▶ [Exercise requirements]:
**A)** On the page about the COMPASS GRID production system paper, shorten the paragraph that begins "LHC Computing Grid was a pioneer integration effort" and keep its main facts.
**B)** Extend the page about the COMPASS GRID production system paper, starting after its final sentence.

▶ [Supplied passage]:

____________

=Paper=
{{Paper
|id=Vol-2023/234-238-paper-37
|storemode=property
|title=COMPASS GRID production system
|pdfUrl=https://ceur-ws.org/Vol-2023/234-238-paper-37.pdf
|volume=Vol-2023
|authors=Artem Petrosyan
}}
==COMPASS GRID production system==
https://ceur-ws.org/Vol-2023/234-238-paper-37.pdf
Proceedings of the XXVI International Symposium on Nuclear Electronics & Computing (NEC’2017)
Becici, Budva, Montenegro, September 25 - 29, 2017
COMPASS GRID PRODUCTION SYSTEM
A.Sh. Petrosyan
Joint Institute for Nuclear Research, 6 Joliot-Curie, Dubna, Moscow region, 141980, Russia
E-mail: artem.petrosyan@jinr.ru
LHC Computing Grid was a pioneer integration effort, managed to unite computing and
storage resources all over the world, thus making them available to experiments on the Large Hadron
Collider. During decade of LHC computing, Grid software has learned to effectively utilise different
types of computing resources, such as classic computing clusters, clouds and hyper power computers.

____________

▶ [Data excerpts]:
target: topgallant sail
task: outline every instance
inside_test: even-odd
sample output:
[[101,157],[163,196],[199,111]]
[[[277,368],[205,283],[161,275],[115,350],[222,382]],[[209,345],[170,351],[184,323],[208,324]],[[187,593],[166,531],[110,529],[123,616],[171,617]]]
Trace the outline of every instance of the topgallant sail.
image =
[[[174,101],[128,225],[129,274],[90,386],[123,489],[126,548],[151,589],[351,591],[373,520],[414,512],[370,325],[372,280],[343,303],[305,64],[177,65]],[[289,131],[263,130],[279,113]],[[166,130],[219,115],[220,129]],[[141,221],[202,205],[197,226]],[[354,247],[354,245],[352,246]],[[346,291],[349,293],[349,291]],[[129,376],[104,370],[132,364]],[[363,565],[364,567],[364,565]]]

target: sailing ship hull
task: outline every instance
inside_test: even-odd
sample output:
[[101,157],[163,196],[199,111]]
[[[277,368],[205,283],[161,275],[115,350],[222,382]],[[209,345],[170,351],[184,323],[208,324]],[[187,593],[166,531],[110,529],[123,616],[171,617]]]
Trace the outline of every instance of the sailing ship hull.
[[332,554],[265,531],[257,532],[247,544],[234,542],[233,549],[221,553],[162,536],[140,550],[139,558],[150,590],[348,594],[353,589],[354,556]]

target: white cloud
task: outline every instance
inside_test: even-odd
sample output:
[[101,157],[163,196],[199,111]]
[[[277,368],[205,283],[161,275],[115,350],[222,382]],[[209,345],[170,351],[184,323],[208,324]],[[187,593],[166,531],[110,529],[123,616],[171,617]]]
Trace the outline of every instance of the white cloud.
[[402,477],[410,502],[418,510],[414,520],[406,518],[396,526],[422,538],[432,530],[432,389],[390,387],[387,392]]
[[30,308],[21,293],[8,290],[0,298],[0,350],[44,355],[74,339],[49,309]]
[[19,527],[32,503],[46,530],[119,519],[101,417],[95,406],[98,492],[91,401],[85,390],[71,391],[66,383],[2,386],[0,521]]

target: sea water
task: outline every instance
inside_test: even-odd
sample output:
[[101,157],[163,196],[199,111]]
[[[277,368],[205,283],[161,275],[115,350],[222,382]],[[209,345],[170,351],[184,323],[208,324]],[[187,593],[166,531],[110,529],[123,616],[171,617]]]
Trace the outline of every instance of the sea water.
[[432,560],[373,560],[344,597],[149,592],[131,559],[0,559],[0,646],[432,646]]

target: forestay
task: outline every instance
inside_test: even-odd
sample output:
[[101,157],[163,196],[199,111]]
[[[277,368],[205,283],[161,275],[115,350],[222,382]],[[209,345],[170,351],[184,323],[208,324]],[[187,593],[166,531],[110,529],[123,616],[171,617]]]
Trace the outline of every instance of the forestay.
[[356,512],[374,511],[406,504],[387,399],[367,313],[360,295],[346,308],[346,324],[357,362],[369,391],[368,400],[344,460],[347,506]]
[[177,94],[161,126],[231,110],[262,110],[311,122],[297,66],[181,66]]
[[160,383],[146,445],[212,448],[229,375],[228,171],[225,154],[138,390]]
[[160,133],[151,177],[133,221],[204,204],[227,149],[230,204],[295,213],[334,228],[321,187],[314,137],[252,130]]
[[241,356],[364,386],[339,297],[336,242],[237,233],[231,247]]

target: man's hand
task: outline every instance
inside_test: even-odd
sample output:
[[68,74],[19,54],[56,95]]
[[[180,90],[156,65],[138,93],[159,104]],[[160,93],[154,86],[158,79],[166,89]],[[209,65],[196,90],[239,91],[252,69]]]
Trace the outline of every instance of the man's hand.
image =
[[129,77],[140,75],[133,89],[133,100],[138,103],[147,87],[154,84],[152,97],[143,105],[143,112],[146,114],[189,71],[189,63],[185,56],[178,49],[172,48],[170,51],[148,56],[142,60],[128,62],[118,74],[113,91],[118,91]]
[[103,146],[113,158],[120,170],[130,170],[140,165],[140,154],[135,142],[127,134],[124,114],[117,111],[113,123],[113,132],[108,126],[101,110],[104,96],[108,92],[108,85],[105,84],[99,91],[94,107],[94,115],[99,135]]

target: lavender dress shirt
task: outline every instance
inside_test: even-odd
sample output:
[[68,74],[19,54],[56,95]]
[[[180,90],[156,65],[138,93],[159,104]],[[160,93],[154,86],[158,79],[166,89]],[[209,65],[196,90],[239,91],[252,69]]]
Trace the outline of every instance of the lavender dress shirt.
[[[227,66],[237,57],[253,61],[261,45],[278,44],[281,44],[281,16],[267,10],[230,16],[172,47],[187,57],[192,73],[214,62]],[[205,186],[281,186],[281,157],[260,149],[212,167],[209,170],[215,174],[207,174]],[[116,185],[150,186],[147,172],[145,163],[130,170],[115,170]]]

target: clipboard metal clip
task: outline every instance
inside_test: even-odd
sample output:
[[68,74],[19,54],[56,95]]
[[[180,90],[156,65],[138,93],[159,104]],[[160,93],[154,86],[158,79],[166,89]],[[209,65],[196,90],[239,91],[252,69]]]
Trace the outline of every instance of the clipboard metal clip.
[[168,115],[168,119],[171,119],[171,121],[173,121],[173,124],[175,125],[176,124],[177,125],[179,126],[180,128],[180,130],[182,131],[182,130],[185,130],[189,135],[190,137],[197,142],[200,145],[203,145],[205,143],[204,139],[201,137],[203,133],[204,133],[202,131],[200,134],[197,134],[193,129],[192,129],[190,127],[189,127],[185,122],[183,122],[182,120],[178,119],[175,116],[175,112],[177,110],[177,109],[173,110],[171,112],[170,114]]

____________

▶ [Responses for each task]:
**A)** The LHC Computing Grid pioneered integration by uniting computing and storage resources worldwide and making them available to Large Hadron Collider experiments. Over a decade of LHC computing, Grid software learned to use classic clusters, clouds and hyper power computers effectively.

**B)**
While the resources experiments use are the same, data flow differs from experiment to experiment.
A crucial part of each experiment computing is a production system, which describes logic and
controls data processing of the experiment. COMPASS always relied on CERN facilities, and, when
CERN, during hardware and software upgrade, started migration to resources, available only via
Grid, faced the problem of insufficiency of resources to process data on. To make COMPASS data
processing able to work via Grid, the development of the new production system has started. Key
features of modern production system for COMPASS are: distributed data processing, support of
different type of computing resources, support of arbitrary amount of computing sites. Build blocks
for the production system are taken from achievements of LHC experiments, but logic of data
processing is COMPASS-specific.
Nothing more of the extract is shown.